--- Records provided ---
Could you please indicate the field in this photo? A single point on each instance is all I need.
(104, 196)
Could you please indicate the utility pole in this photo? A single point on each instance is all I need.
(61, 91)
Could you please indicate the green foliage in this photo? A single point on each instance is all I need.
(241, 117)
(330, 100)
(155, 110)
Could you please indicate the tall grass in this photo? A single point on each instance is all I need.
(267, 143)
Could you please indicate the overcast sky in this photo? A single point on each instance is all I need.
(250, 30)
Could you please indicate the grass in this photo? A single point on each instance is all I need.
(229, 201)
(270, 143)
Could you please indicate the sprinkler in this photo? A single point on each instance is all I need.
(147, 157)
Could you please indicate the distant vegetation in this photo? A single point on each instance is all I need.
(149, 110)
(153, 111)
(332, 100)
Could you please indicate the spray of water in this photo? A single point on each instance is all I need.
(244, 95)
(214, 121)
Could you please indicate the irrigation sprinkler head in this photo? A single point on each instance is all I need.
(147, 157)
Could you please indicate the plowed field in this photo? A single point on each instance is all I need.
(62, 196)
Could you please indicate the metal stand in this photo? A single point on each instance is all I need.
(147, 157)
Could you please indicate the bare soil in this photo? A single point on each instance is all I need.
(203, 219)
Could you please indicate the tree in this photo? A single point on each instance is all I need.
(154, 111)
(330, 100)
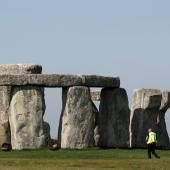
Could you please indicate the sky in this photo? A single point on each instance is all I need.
(127, 38)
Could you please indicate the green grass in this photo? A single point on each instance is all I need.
(83, 159)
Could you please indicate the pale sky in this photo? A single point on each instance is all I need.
(128, 38)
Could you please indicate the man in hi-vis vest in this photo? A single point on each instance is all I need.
(151, 142)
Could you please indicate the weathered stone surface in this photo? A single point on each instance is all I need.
(95, 95)
(20, 69)
(5, 136)
(46, 131)
(59, 80)
(77, 119)
(114, 117)
(5, 96)
(26, 118)
(148, 111)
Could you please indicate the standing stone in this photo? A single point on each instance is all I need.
(5, 96)
(114, 115)
(148, 111)
(77, 120)
(26, 118)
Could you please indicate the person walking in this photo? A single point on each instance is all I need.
(151, 142)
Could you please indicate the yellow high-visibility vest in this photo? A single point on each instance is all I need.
(151, 137)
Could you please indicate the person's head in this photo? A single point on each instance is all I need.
(150, 130)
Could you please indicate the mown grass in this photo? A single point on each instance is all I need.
(83, 159)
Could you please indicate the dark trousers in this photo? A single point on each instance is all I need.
(151, 149)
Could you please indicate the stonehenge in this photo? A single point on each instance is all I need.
(113, 119)
(82, 124)
(148, 111)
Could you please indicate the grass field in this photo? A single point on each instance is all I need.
(91, 159)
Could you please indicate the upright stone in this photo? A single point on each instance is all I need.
(26, 118)
(77, 119)
(114, 117)
(148, 111)
(5, 96)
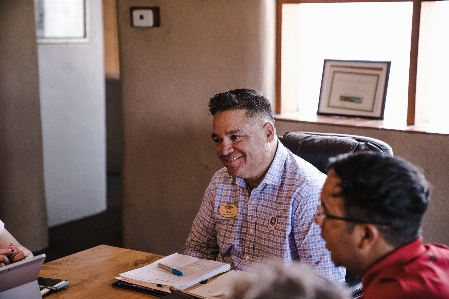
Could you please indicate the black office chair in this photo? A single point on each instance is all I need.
(317, 148)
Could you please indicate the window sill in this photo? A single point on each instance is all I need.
(360, 122)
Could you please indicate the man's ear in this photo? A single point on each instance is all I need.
(270, 131)
(368, 235)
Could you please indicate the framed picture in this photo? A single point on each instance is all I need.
(354, 88)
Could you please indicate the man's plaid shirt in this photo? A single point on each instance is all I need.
(274, 220)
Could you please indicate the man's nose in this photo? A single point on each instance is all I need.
(225, 148)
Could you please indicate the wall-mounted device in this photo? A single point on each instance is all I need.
(145, 17)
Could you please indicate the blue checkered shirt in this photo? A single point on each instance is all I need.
(274, 221)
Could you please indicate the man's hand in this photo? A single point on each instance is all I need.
(5, 255)
(21, 253)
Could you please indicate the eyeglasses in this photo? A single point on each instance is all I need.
(320, 216)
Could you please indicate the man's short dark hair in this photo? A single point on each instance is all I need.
(249, 99)
(386, 190)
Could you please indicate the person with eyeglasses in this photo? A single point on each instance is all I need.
(371, 212)
(261, 205)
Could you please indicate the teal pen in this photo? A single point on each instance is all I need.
(170, 269)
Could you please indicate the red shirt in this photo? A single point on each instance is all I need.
(415, 270)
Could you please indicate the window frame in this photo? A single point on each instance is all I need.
(414, 44)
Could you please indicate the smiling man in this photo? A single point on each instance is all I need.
(371, 212)
(261, 205)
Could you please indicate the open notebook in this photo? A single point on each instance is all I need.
(195, 271)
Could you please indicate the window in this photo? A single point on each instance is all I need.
(311, 32)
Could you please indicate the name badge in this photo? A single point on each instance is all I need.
(228, 210)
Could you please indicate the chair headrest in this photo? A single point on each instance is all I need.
(317, 148)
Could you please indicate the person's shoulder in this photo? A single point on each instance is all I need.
(222, 176)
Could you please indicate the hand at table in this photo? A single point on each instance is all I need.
(13, 255)
(5, 255)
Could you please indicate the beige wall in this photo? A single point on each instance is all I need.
(22, 195)
(427, 151)
(168, 74)
(111, 65)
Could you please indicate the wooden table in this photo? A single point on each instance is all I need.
(91, 272)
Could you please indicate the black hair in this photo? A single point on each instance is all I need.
(251, 100)
(383, 189)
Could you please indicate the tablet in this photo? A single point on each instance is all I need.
(23, 273)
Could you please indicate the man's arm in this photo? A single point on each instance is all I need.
(307, 237)
(202, 240)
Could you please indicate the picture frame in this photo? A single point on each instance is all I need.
(354, 88)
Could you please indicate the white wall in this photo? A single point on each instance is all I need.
(168, 74)
(22, 195)
(72, 92)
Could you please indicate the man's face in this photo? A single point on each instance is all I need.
(338, 234)
(242, 144)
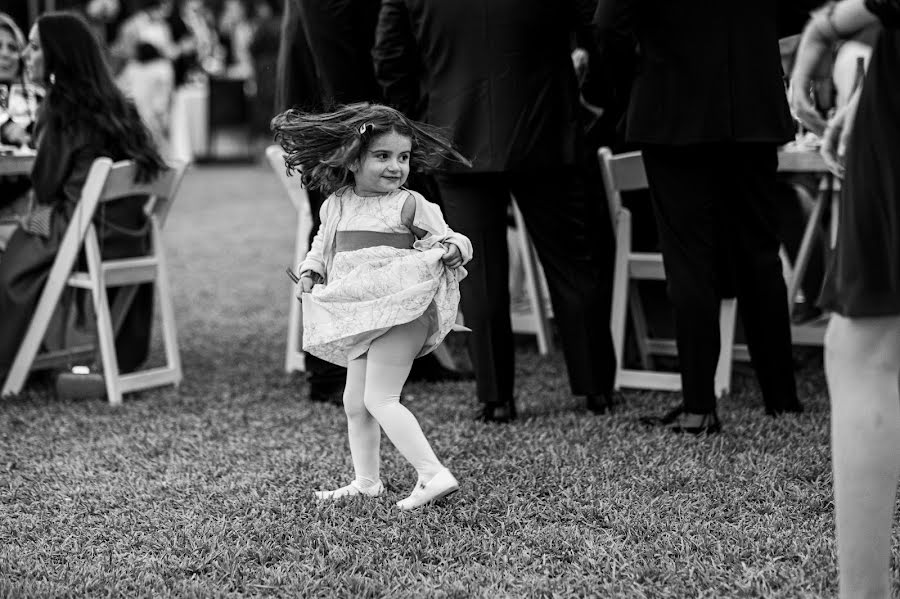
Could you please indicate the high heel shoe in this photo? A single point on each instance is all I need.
(599, 403)
(499, 413)
(679, 421)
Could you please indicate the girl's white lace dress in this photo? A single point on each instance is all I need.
(372, 289)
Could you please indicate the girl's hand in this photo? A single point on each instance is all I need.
(307, 281)
(16, 134)
(837, 133)
(802, 105)
(452, 257)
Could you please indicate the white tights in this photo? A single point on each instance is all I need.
(372, 398)
(862, 365)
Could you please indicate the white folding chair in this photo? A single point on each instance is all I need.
(108, 182)
(621, 173)
(537, 320)
(295, 358)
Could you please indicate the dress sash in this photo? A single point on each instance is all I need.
(348, 241)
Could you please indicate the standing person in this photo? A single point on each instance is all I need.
(380, 284)
(708, 111)
(500, 75)
(325, 58)
(83, 117)
(862, 289)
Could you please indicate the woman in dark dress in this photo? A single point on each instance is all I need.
(83, 117)
(862, 289)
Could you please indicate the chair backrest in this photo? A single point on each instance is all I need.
(621, 172)
(296, 192)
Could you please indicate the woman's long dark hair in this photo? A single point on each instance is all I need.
(81, 92)
(322, 146)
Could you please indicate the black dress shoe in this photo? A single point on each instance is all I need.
(499, 413)
(327, 393)
(667, 418)
(709, 424)
(599, 403)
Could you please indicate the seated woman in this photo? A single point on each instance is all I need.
(18, 100)
(84, 116)
(18, 106)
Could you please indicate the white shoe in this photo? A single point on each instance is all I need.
(351, 490)
(440, 486)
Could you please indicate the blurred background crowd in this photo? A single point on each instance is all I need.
(167, 55)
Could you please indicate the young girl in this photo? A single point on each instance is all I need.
(380, 284)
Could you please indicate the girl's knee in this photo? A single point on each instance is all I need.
(376, 401)
(871, 342)
(354, 405)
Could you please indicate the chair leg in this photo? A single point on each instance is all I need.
(619, 309)
(639, 320)
(532, 284)
(105, 334)
(294, 358)
(166, 309)
(727, 318)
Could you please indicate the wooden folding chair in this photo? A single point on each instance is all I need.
(537, 320)
(108, 182)
(625, 172)
(294, 358)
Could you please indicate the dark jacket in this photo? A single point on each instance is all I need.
(498, 75)
(708, 70)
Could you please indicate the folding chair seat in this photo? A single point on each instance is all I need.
(108, 182)
(623, 173)
(294, 358)
(537, 320)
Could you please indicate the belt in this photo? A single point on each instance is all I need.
(348, 241)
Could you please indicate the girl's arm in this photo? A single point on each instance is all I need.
(314, 263)
(427, 223)
(834, 21)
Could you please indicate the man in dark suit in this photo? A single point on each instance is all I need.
(499, 76)
(325, 59)
(708, 111)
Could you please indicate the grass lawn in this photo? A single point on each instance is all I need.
(205, 491)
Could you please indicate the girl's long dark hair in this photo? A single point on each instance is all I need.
(81, 93)
(322, 146)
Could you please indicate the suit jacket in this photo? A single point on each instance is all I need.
(340, 34)
(708, 70)
(296, 81)
(498, 75)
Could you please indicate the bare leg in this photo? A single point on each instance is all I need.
(364, 435)
(389, 361)
(862, 364)
(362, 429)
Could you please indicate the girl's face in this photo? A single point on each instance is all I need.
(9, 56)
(34, 57)
(385, 165)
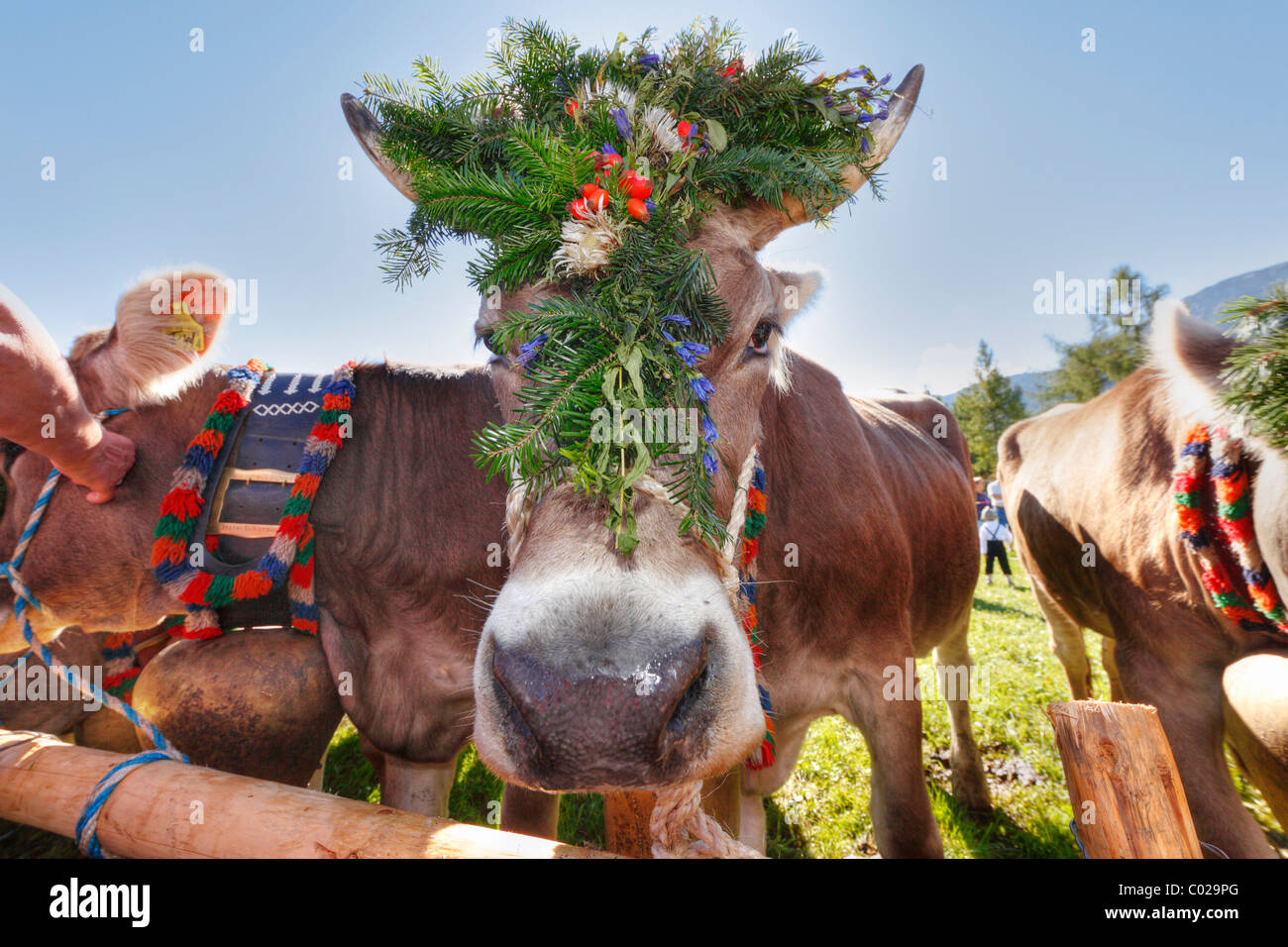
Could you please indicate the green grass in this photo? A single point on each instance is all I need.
(822, 812)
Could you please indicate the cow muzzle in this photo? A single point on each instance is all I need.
(613, 680)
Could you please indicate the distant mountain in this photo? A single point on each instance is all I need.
(1205, 303)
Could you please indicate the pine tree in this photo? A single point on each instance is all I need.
(1116, 348)
(1256, 372)
(652, 141)
(987, 408)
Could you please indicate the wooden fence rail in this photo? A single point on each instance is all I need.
(174, 810)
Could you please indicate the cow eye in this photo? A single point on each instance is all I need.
(760, 338)
(9, 453)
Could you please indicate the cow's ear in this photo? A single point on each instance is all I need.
(1192, 356)
(795, 289)
(161, 342)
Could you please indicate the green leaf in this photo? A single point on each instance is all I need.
(719, 137)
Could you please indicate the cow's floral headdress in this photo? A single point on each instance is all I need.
(1256, 372)
(591, 169)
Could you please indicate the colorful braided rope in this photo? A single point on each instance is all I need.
(290, 557)
(123, 657)
(1212, 455)
(751, 528)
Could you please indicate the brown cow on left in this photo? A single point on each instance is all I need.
(385, 558)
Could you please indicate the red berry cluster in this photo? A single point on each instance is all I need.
(630, 184)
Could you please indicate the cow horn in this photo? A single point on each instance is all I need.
(366, 129)
(885, 134)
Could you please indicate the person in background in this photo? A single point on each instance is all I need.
(43, 411)
(980, 497)
(993, 538)
(995, 496)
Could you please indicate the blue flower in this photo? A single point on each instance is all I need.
(876, 116)
(528, 351)
(690, 351)
(622, 124)
(700, 386)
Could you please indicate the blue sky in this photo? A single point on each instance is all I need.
(1057, 159)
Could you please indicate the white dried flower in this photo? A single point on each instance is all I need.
(614, 94)
(661, 125)
(588, 244)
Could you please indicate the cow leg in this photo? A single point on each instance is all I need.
(957, 673)
(1067, 644)
(529, 812)
(1111, 664)
(902, 821)
(759, 785)
(420, 788)
(1189, 706)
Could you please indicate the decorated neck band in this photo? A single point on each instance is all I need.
(592, 170)
(290, 557)
(1214, 455)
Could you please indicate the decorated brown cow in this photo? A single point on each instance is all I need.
(252, 701)
(380, 558)
(616, 654)
(1093, 492)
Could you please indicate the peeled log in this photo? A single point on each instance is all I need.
(46, 783)
(1117, 758)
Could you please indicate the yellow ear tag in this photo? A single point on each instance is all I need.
(184, 329)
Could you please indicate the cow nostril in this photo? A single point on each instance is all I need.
(688, 699)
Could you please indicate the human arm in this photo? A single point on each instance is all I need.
(42, 407)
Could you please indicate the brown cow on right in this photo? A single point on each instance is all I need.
(1089, 489)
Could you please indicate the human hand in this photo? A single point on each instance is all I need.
(103, 467)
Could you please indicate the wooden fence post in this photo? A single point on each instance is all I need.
(1127, 795)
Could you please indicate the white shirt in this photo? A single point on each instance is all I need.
(995, 492)
(992, 531)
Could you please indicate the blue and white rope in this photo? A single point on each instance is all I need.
(86, 826)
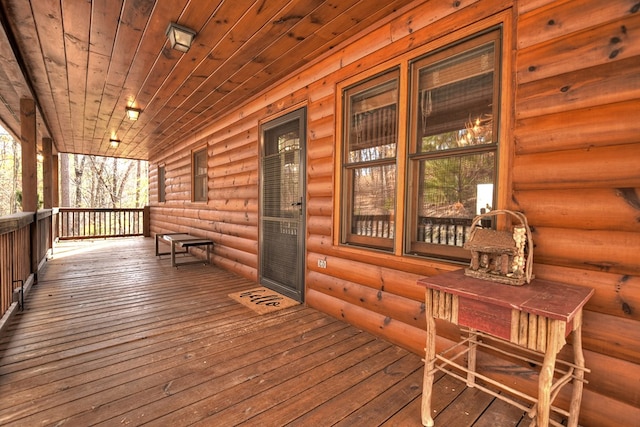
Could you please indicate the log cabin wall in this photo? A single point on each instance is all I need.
(573, 169)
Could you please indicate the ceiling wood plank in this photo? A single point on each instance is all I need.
(76, 46)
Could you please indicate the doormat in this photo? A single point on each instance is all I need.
(263, 300)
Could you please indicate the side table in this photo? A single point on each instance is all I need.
(534, 318)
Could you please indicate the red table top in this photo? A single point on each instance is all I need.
(540, 297)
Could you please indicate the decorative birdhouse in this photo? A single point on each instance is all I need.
(501, 256)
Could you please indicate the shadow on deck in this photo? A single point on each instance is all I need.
(111, 335)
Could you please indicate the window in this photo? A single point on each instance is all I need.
(199, 171)
(369, 163)
(161, 184)
(452, 156)
(448, 155)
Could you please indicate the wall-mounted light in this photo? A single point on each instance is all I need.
(180, 37)
(133, 113)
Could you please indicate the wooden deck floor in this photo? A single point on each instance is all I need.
(113, 336)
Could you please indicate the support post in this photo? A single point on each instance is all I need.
(47, 173)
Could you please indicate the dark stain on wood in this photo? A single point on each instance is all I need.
(630, 196)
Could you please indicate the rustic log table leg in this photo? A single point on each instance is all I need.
(578, 360)
(429, 362)
(556, 338)
(471, 361)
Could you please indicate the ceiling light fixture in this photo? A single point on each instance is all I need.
(180, 37)
(133, 113)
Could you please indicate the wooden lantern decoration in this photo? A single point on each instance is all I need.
(501, 256)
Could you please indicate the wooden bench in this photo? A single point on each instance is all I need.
(183, 241)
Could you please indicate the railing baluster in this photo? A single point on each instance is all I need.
(83, 223)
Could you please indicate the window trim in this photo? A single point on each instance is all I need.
(415, 156)
(503, 20)
(194, 153)
(348, 168)
(162, 183)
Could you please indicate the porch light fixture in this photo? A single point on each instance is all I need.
(180, 37)
(133, 113)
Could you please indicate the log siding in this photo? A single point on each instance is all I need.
(572, 167)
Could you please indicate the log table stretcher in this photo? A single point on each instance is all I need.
(534, 318)
(183, 241)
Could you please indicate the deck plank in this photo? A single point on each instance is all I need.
(113, 335)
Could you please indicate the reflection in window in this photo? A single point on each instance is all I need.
(453, 159)
(199, 163)
(371, 117)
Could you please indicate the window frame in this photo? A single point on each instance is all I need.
(195, 176)
(502, 22)
(449, 251)
(162, 183)
(349, 168)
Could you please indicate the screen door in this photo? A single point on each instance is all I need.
(282, 205)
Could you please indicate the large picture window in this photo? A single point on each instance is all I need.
(161, 184)
(453, 152)
(369, 162)
(436, 130)
(199, 178)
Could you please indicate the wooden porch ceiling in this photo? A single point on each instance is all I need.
(111, 335)
(84, 61)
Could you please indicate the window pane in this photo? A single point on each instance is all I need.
(374, 198)
(200, 176)
(373, 123)
(455, 101)
(451, 191)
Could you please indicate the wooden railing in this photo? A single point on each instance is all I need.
(25, 239)
(442, 231)
(88, 223)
---
• [Assignment] Give again only the lines starting at the one that contains "Could you please indicate the screen" and running to the end of the data.

• [Answer area]
Could you please indicate the screen door in this photo? A single point on each instance is all I need.
(282, 205)
Could you please indicate the large picture window in this photo? A single point on each instance is all I need.
(161, 184)
(453, 152)
(369, 162)
(436, 130)
(199, 178)
Could you please indicate the wooden porch ceiling in this photo? A single point on each instance is all I need.
(111, 335)
(84, 61)
Could you please indicate the window pane in this photo? A single point on each instance is all I need.
(374, 198)
(200, 176)
(373, 123)
(455, 101)
(451, 191)
Could you please indicate the wooden railing in this photo? A single point on each instance is all I need.
(25, 239)
(442, 231)
(88, 223)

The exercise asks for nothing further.